→ Data provided
++++++
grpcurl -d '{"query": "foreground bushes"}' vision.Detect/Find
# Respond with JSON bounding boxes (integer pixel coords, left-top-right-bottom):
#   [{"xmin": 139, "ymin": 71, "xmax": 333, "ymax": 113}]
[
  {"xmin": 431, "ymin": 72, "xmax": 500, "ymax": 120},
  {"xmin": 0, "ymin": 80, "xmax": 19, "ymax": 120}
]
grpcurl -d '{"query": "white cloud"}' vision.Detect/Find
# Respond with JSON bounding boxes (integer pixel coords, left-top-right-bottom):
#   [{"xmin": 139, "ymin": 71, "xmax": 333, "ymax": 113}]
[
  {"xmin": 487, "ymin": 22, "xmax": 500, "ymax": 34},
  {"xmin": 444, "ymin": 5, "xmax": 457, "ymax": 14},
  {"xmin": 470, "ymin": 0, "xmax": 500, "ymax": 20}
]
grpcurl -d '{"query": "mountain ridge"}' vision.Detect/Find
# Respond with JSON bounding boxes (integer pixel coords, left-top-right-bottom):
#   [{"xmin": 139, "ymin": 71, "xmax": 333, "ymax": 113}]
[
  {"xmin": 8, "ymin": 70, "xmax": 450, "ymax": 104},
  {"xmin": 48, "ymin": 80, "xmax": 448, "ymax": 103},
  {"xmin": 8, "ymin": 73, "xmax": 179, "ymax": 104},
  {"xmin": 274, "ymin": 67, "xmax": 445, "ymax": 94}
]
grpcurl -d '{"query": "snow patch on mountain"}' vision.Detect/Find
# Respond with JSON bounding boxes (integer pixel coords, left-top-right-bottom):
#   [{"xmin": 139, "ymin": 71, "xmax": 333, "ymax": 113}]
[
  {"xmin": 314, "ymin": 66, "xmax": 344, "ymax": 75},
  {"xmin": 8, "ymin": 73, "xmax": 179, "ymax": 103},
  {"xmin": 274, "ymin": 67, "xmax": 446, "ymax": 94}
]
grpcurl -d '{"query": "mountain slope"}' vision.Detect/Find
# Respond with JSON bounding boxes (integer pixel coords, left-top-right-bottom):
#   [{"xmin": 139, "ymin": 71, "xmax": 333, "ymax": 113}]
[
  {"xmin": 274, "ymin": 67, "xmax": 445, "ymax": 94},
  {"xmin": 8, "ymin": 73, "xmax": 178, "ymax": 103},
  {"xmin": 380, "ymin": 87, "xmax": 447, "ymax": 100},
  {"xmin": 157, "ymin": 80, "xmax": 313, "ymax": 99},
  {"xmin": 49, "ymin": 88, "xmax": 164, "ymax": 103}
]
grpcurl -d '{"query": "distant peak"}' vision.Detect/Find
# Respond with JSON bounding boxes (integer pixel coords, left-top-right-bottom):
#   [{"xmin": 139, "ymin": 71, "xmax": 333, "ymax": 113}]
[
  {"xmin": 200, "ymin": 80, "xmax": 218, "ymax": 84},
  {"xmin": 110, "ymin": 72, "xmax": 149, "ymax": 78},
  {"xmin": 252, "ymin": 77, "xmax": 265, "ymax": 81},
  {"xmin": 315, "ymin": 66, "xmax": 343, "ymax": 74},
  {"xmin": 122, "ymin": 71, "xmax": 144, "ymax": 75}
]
++++++
→ What you are asked to do
Exactly as written, transcribe every line shown above.

→ Written response
grpcurl -d '{"query": "foreground bushes"}' vision.Detect/Find
# Respond with JSON bounding boxes (integer pixel coords, left-top-right-bottom):
#   [{"xmin": 139, "ymin": 71, "xmax": 333, "ymax": 113}]
[
  {"xmin": 431, "ymin": 72, "xmax": 500, "ymax": 120},
  {"xmin": 0, "ymin": 80, "xmax": 19, "ymax": 120}
]
grpcurl -d '{"query": "white cloud"}' vision.Detect/Find
# Respond with JSON bounding boxes (integer pixel coords, left-top-right-bottom):
#   [{"xmin": 139, "ymin": 71, "xmax": 333, "ymax": 113}]
[
  {"xmin": 487, "ymin": 22, "xmax": 500, "ymax": 34},
  {"xmin": 444, "ymin": 5, "xmax": 457, "ymax": 14},
  {"xmin": 470, "ymin": 0, "xmax": 500, "ymax": 20}
]
grpcurl -d '{"query": "mountain ridge"}' vision.Detect/Find
# Respond with JSON bounding boxes (integer pixel coords, left-top-right-bottom):
#   [{"xmin": 139, "ymin": 71, "xmax": 333, "ymax": 113}]
[
  {"xmin": 8, "ymin": 70, "xmax": 450, "ymax": 104},
  {"xmin": 48, "ymin": 80, "xmax": 448, "ymax": 103},
  {"xmin": 8, "ymin": 73, "xmax": 179, "ymax": 104},
  {"xmin": 274, "ymin": 67, "xmax": 445, "ymax": 94}
]
grpcurl -d '{"query": "snow patch on mountain"}' vision.Detect/Find
# Respond with JSON bounding boxes (integer pixel coords, left-top-right-bottom):
#   [{"xmin": 139, "ymin": 71, "xmax": 333, "ymax": 113}]
[
  {"xmin": 314, "ymin": 66, "xmax": 344, "ymax": 75},
  {"xmin": 8, "ymin": 73, "xmax": 179, "ymax": 103},
  {"xmin": 274, "ymin": 67, "xmax": 446, "ymax": 94}
]
grpcurl -d '{"query": "mountain slope"}' vision.Detect/Find
# Respond with JSON bounding boxes (integer pixel coords, left-top-right-bottom):
#   [{"xmin": 139, "ymin": 71, "xmax": 333, "ymax": 113}]
[
  {"xmin": 274, "ymin": 67, "xmax": 445, "ymax": 94},
  {"xmin": 8, "ymin": 73, "xmax": 178, "ymax": 103},
  {"xmin": 380, "ymin": 87, "xmax": 447, "ymax": 100},
  {"xmin": 157, "ymin": 80, "xmax": 313, "ymax": 99},
  {"xmin": 49, "ymin": 88, "xmax": 164, "ymax": 103}
]
grpcurl -d '{"query": "distant peak"}' vision.Detect/Find
# Respond with JSON bounding boxes (integer pixel coords, left-top-right-bottom):
#   [{"xmin": 139, "ymin": 71, "xmax": 333, "ymax": 113}]
[
  {"xmin": 200, "ymin": 80, "xmax": 218, "ymax": 84},
  {"xmin": 110, "ymin": 72, "xmax": 149, "ymax": 78},
  {"xmin": 252, "ymin": 77, "xmax": 265, "ymax": 81},
  {"xmin": 315, "ymin": 66, "xmax": 343, "ymax": 74},
  {"xmin": 122, "ymin": 71, "xmax": 144, "ymax": 75}
]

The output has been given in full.